* **Exercise description**:
Answer these questions about the text on North Korea's nuclear weapons program, numbering each answer to match its question.
1. On what date did North Korea test what it claimed was a thermonuclear warhead?
2. Under the third policy option, North Korea would be accepted as which nuclear power in the world?
3. What forum does the quoted proposal suggest the U.S. use to define the parameters for intercepting North Korean missile launches?

On 3 September, North Korea tested what it claimed to be a thermonuclear warhead which can be mounted on a ballistic missile. While analysts debate whether the device detonated actually was a deliverable thermonuclear bomb, it is clear that the regime of Kim Jong Un is making progress in developing the capability to strike the United States and its regional allies with nuclear weapons.

Is there anything that can be done to halt North Korea weapons development and mitigate its threatening behavior? At the moment, there appear to be few policy options, and each of them carries significant risk.

  1. Launch a preemptive military strike.
  2. Enlist or coerce China into reigning in North Korea’s adventurism.
  3. Accept the fact that North Korea is now the ninth nuclear power in the world—with the capability to strike the U.S. and its regional allies with nuclear-armed ballistic missiles—and adopt the Cold War approach of containing it militarily and limiting its nuclear arsenal through negotiation.

Would attempting to shoot down forthcoming North Korean ballistic missile test launches be a viable policy alternative for the U.S. and its allies? Geof Clark proposed this option in a recent post:

I would argue that the U.S. use the United Nations as a forum to define the parameters for any possible North Korean missile launch that should be intercepted with allied BMD [ballistic missile defense] assets If, for example, a North Korean missile looks likely to hit close to Tokyo, based upon the trajectory identified by Aegis ships at sea, then BMD should shoot it down. By making our rules of engagement public, this would provide a clear signal to China and Russia that the U.S. and its allies intend to use their BMD capabilities (and potentially learn from any failures) against live enemy missiles, but also temper the risk of escalation into any further missile volleys between any parties.

* **Stored records**:
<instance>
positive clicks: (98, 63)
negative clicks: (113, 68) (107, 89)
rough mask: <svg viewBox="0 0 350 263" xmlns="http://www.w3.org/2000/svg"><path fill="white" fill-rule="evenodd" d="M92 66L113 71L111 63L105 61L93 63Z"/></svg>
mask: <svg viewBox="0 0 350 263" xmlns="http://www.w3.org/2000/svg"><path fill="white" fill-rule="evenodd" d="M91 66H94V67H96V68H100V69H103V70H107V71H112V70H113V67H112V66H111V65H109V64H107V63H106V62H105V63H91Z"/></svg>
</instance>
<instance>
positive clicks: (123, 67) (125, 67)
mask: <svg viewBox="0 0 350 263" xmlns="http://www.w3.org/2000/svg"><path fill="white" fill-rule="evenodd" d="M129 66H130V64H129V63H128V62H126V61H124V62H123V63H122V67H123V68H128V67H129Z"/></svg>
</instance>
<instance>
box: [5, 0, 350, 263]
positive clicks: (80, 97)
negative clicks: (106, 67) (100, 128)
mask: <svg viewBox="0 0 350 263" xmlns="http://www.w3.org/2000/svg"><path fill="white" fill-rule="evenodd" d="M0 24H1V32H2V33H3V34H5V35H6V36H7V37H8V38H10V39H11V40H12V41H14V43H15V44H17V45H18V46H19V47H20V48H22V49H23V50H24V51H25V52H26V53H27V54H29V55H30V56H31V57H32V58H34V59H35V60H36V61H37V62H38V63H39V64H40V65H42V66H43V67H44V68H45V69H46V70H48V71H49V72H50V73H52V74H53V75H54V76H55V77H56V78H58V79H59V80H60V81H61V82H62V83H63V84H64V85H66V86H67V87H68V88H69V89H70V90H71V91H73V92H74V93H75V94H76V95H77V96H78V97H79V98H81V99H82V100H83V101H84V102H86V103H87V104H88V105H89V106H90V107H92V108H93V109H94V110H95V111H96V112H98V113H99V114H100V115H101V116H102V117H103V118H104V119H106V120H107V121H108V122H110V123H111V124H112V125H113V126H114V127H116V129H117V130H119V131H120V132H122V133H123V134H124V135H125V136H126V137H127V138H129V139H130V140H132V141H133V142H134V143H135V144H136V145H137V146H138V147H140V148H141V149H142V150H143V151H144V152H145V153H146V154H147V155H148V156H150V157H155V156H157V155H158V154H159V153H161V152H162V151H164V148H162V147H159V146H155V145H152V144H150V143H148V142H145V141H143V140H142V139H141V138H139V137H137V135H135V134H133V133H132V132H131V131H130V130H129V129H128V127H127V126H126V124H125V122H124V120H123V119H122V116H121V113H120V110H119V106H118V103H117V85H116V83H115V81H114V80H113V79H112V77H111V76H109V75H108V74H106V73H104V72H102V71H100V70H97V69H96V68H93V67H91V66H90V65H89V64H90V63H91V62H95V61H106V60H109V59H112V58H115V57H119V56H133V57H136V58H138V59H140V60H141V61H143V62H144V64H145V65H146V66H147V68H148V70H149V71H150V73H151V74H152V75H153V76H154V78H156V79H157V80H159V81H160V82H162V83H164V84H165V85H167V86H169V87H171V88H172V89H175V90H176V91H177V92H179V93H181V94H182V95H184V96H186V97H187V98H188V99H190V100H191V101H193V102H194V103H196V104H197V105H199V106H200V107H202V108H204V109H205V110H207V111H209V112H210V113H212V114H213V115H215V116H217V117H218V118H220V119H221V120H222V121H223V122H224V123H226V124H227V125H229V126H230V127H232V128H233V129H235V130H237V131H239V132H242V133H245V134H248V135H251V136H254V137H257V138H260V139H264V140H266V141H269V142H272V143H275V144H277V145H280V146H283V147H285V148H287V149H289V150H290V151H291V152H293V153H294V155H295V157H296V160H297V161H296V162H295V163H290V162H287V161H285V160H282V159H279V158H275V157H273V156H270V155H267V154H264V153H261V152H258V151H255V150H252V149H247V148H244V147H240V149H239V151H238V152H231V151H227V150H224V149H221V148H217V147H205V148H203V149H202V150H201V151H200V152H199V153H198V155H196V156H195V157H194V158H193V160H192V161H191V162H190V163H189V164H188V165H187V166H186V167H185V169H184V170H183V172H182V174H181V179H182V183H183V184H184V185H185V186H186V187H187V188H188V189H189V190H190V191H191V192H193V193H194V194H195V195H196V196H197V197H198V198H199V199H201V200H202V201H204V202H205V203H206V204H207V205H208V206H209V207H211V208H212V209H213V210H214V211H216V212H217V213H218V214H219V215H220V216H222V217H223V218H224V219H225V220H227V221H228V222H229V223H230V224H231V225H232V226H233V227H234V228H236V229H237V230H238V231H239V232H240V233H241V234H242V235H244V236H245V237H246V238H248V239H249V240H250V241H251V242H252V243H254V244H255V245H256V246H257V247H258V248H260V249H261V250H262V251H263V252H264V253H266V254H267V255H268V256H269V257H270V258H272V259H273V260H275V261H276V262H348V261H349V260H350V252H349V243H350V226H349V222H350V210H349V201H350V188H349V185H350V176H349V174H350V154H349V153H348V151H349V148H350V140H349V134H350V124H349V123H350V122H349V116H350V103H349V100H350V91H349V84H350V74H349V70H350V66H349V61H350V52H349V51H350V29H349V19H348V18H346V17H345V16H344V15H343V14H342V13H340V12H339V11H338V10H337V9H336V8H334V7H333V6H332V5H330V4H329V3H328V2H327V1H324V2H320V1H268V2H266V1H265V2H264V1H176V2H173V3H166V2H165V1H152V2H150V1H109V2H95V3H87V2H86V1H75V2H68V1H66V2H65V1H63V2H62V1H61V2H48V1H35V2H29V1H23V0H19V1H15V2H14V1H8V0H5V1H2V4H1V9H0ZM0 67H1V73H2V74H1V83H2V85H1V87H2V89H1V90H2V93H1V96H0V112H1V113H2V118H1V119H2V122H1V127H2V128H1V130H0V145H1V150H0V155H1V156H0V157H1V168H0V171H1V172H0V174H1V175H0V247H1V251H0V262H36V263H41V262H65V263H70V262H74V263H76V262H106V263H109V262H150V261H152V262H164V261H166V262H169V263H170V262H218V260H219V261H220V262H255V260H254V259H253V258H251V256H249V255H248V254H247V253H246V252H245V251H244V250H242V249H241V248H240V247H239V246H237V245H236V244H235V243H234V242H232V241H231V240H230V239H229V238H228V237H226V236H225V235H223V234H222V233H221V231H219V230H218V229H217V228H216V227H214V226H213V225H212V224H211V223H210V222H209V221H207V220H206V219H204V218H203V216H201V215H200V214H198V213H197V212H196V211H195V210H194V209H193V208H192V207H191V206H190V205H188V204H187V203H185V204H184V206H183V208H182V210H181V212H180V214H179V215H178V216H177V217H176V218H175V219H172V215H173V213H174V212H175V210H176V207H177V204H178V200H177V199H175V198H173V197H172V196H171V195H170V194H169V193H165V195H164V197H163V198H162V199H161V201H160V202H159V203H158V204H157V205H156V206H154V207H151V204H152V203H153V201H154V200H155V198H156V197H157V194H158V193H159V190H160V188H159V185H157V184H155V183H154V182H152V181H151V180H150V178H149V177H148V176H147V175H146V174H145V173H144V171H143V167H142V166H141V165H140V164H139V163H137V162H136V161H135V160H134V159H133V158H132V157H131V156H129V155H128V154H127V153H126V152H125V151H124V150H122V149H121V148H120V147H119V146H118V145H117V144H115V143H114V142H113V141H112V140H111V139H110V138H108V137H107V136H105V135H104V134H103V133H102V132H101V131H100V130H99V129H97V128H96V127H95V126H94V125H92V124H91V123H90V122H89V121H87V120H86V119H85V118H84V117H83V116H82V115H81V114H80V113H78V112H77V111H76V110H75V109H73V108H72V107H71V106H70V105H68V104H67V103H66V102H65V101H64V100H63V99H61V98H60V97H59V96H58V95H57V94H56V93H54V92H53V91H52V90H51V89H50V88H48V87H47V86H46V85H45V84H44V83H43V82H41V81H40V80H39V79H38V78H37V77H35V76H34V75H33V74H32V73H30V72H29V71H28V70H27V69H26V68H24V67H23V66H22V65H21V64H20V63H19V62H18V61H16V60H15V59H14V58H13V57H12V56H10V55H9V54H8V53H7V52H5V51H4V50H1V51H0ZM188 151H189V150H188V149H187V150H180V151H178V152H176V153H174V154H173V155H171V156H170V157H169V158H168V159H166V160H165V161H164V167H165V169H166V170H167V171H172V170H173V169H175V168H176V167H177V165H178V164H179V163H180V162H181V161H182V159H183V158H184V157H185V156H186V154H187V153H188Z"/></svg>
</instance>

* **Reply to the task**:
1. 3 September
2. The ninth
3. The United Nations